Segmentation mask data:
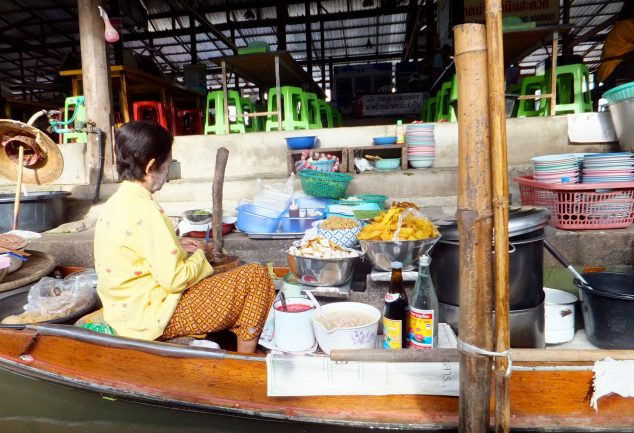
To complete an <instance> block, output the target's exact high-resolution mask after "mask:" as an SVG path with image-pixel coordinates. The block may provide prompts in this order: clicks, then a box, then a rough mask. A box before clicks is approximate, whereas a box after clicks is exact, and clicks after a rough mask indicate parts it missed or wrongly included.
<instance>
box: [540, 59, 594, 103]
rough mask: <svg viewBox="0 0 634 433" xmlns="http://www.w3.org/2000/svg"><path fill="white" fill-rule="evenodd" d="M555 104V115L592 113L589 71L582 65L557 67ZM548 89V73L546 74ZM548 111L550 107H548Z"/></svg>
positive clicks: (578, 64)
mask: <svg viewBox="0 0 634 433" xmlns="http://www.w3.org/2000/svg"><path fill="white" fill-rule="evenodd" d="M556 71H557V72H556V74H557V103H556V104H555V114H568V113H586V112H588V111H592V98H591V94H590V71H589V70H588V67H587V66H586V65H584V64H581V63H579V64H575V65H564V66H557V69H556ZM546 77H547V78H546V80H547V83H548V87H550V72H547V73H546ZM548 111H550V107H548Z"/></svg>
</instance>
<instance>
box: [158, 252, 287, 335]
mask: <svg viewBox="0 0 634 433" xmlns="http://www.w3.org/2000/svg"><path fill="white" fill-rule="evenodd" d="M274 297H275V286H274V285H273V281H272V280H271V277H270V276H269V273H268V271H267V270H266V268H264V267H263V266H261V265H258V264H255V263H252V264H249V265H244V266H240V267H239V268H236V269H233V270H231V271H228V272H223V273H221V274H218V275H212V276H210V277H208V278H205V279H204V280H201V281H199V282H198V283H197V284H195V285H194V286H192V287H190V288H189V289H187V290H185V292H183V296H181V299H180V300H179V301H178V305H176V310H174V314H173V315H172V318H171V319H170V321H169V323H168V324H167V327H166V328H165V330H164V331H163V335H161V337H159V340H169V339H172V338H176V337H180V336H184V335H192V334H204V333H208V332H217V331H222V330H224V329H229V330H230V331H231V332H233V333H234V334H235V335H236V336H238V337H239V338H241V339H242V340H245V341H248V340H252V339H254V338H257V337H259V335H260V333H261V332H262V328H263V327H264V321H265V320H266V316H267V314H268V312H269V309H270V308H271V305H272V304H273V299H274Z"/></svg>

(Your instructions) Select and copy every line from the records that includes the word "instance".

(Answer for the task)
To complete an <instance> block, output the target's exact high-resolution mask after "mask:" as an SVG path with image-pixel coordinates. The block may provide prompts in this order: clicks, then a box, then a rough mask. A box before clicks is approximate, whereas a box after clicks is exact, and clicks after a rough mask indicate parts it missed or wrongly included.
<instance>
</instance>
<instance>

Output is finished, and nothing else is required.